Please write out every line below word for word, leaving the pictures out of your answer.

» **Data shown**:
>> Begin

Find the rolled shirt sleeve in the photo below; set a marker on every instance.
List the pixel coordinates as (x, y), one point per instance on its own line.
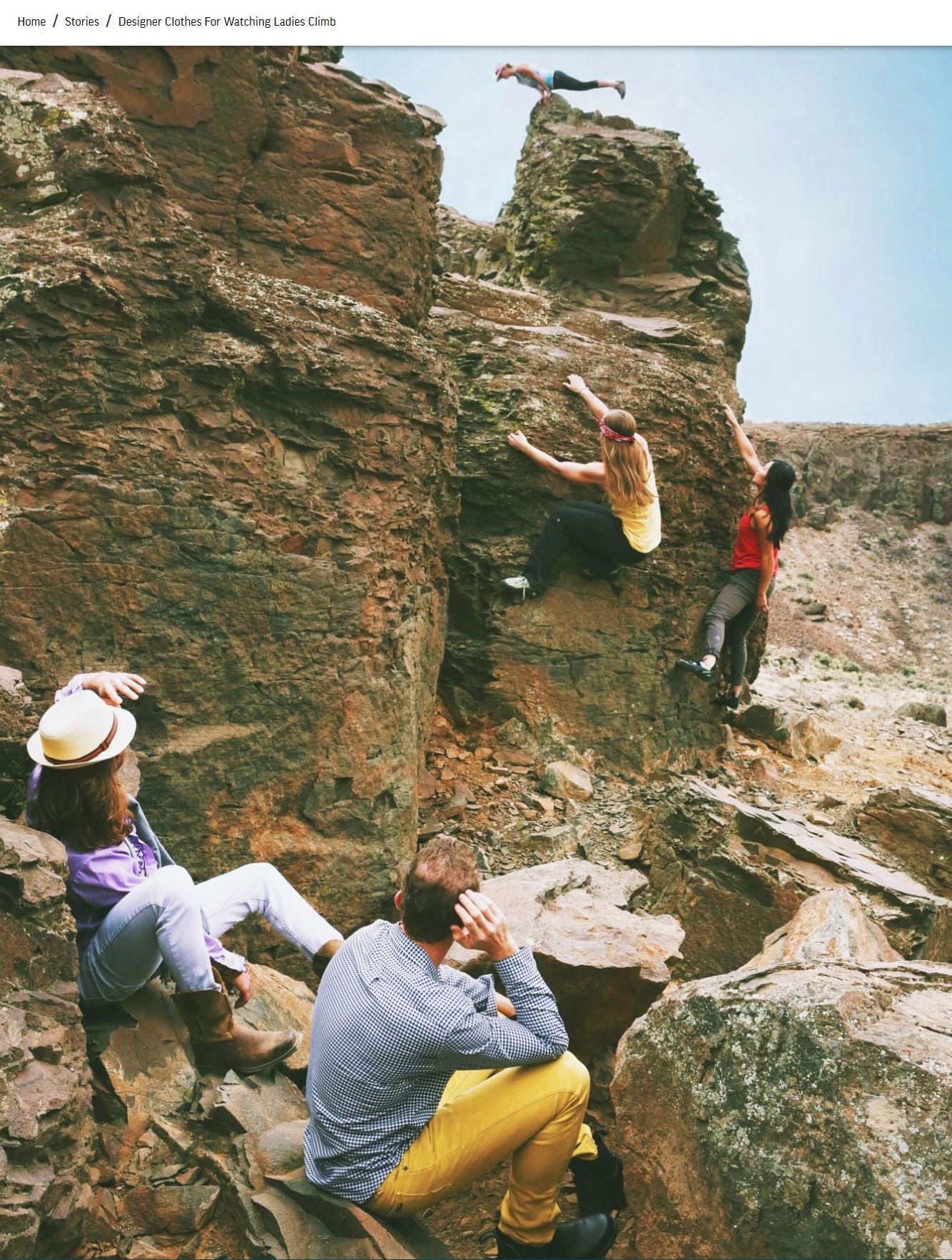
(480, 989)
(535, 1036)
(105, 876)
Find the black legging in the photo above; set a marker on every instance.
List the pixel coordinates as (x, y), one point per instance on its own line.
(591, 527)
(559, 80)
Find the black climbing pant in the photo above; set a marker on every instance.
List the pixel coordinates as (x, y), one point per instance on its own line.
(567, 84)
(731, 616)
(593, 528)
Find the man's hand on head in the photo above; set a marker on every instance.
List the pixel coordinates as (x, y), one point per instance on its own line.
(484, 927)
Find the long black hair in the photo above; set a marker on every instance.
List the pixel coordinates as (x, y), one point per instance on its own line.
(776, 498)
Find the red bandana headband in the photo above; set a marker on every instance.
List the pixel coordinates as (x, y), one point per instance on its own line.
(612, 436)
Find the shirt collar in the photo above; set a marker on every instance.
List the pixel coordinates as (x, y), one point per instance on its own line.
(410, 952)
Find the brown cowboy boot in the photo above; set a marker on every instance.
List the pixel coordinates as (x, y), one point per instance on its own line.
(219, 1042)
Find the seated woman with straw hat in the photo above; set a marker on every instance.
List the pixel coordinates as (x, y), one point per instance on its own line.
(135, 909)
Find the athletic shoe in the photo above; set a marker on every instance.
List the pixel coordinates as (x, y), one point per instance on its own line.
(519, 585)
(694, 667)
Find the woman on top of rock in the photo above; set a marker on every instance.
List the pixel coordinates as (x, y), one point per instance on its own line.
(135, 909)
(754, 568)
(553, 81)
(620, 532)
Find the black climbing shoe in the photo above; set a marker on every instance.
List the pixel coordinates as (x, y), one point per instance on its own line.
(589, 1238)
(727, 701)
(694, 667)
(520, 585)
(599, 1184)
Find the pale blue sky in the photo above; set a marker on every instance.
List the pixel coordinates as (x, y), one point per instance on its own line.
(834, 168)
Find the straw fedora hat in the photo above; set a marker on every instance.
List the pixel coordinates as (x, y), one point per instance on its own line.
(80, 731)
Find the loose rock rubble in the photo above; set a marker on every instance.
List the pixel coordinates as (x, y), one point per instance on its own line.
(604, 964)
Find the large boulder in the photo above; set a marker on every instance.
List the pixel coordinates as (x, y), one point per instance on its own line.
(47, 1128)
(732, 872)
(611, 261)
(604, 964)
(914, 825)
(214, 469)
(799, 1107)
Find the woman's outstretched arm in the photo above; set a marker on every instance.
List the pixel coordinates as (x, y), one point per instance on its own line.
(762, 527)
(577, 385)
(588, 474)
(743, 443)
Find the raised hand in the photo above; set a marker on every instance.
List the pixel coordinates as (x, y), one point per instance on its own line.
(113, 685)
(484, 927)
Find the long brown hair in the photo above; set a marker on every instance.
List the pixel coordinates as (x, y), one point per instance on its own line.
(86, 808)
(627, 465)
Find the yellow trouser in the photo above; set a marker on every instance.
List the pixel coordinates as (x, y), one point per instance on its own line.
(533, 1114)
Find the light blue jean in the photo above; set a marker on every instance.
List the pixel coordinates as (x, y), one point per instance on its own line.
(160, 922)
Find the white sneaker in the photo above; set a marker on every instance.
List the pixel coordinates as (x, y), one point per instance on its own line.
(518, 584)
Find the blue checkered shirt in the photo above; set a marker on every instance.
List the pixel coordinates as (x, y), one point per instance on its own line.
(388, 1032)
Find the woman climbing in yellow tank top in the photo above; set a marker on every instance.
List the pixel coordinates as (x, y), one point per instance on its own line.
(620, 532)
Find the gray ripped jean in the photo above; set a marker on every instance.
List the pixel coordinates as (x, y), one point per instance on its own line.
(731, 616)
(160, 922)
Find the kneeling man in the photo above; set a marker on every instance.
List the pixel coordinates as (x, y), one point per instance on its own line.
(417, 1088)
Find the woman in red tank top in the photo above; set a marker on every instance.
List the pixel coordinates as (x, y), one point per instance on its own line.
(754, 568)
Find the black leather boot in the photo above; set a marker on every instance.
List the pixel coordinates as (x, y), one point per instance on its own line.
(599, 1184)
(589, 1238)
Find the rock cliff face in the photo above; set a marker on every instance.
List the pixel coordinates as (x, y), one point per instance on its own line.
(609, 261)
(231, 482)
(907, 470)
(299, 169)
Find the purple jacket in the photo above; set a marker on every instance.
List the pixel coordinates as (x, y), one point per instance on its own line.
(100, 879)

>> End

» **Complete output**:
Find the rolled shirt sleeve in the photo below; set a marker on every instance.
List the pixel coordinates as (x, y), one point per instance on its own line.
(480, 989)
(535, 1036)
(105, 876)
Find the black legging in the photo above; set a marker on every instance.
List the pixel coordinates as (x, y), one point per instance on its own line.
(591, 527)
(559, 80)
Find the black climbing pant in the photo above; set a marker on every instance.
List the pixel coordinates as (x, y), one point per instance on its own line.
(567, 84)
(731, 616)
(593, 528)
Find the man's hand on head in the photo above; set a marker on every instance.
List the pixel coordinates as (x, y), one point per instance on its own line.
(484, 927)
Find the long black hair in the photo above; set a marker on every instance.
List the pixel coordinates as (x, y), one point per instance on its own line.
(776, 498)
Find the red bandana headband in the photo above; set a marker on every instance.
List the pixel coordinates as (x, y), one point per instance on its own line.
(612, 436)
Find the shirt collar in the photo above; set a marker on every instance.
List the pixel coordinates as (x, y), one point per instance on its own line.
(410, 952)
Find the brown cowboy boot in the photo above; set a marker on every instance.
List the pixel coordinates as (x, y), one point per instance on its own line.
(219, 1042)
Find the seated woman with straw hat in the photo above; set a marker on every instance.
List the pixel coordinates as (x, y), one point per instance on its own line.
(135, 909)
Find the athletic shoe in the photo above; set a marker on every instance.
List the pixel coordinates as (x, y), one point per instance on its own line.
(519, 585)
(694, 667)
Find the woman on top of rock in the photo above; set a marker on every instance.
List the pixel coordinates as (x, y), one point per instance on its own line.
(135, 909)
(754, 568)
(553, 81)
(620, 532)
Find the black climbing shoe in the photo above; set a marker on every instance.
List the pixel coordinates as (x, y), one point per instance on its own line.
(589, 1238)
(727, 701)
(694, 667)
(520, 585)
(599, 1184)
Find the pale blue sky in the photo above; set a marker on every instance.
List the pixel coordinates as (x, y), one point per instance on its own line.
(834, 168)
Find the straw fedora hat in the photo above; set a marker on every instance.
List the pixel coordinates as (x, y), one point per instance on its own line.
(80, 731)
Find the loose rock rubble in the photo above; set a marker on every instance.
List the pixel coordinates as (x, y), one point per instance on its own line.
(604, 964)
Find the large boulder in the photo above; set a marker on every instance.
List the pixel coordinates as (x, y), one point per instance on its own line.
(47, 1128)
(732, 872)
(611, 261)
(604, 964)
(914, 825)
(214, 469)
(799, 1107)
Find the woman's outstretched arm in the photo above; set a marker on every instance.
List the pixel coordinates as (x, y), one point per instance on its own line.
(762, 527)
(577, 385)
(588, 474)
(743, 443)
Find the raised hand in the photo above; set a marker on every instance.
List the pixel coordinates as (x, y), one point per instance on its own line.
(113, 685)
(484, 927)
Find the long brown hair in the photo above; set a marker on every instance.
List the pixel coordinates as (x, y), one point per instance on its own line.
(86, 808)
(627, 465)
Find the yellow trouser in the photo above; set a marker on every instance.
List the pixel coordinates as (x, y), one point per instance on its own line.
(533, 1114)
Find the light blue jean in the photo above; set a marker on every instance.
List the pixel coordinates as (x, y), one point per instance on its own line.
(160, 922)
Find the white sneaker in the photo above; set a marker on every instance.
List the pixel coordinates as (x, y), one point per instance on its own line.
(518, 584)
Find the blue checkered shirt in the photo above; set a marker on every instance.
List the pixel coordinates as (x, y), one point per instance on its own line.
(388, 1032)
Find the woman climbing in yellow tank top in the photo above; set a marker on every instance.
List the pixel coordinates as (x, y), one point per instance on its own line.
(620, 532)
Find the gray ripped jean in the photo above; set a marker on every instance.
List the pixel coordinates as (x, y), one point per instance on its own line.
(731, 616)
(160, 922)
Find the kneeling man in the photo above; set a marker on every instance.
List the pixel coordinates as (x, y), one point per instance on its own line.
(417, 1088)
Find the woman in red tank top in the photo above; set a marker on every instance.
List the pixel coordinates as (x, y), one point per instance on its own line.
(754, 568)
Find the black leather boot in the photo above; set a marker on every instance.
List the pixel coordinates as (x, y), one point per instance on its own line.
(599, 1184)
(589, 1238)
Find the rock cliff face in the photo above; set a marker on every instance.
List the pixel coordinates as (x, y), one point per instance on its own line.
(609, 261)
(231, 482)
(907, 470)
(299, 169)
Find the purple jacket in the photo above; set a marker on every instance.
List the pixel coordinates as (x, y), one point per instance on its own line.
(100, 879)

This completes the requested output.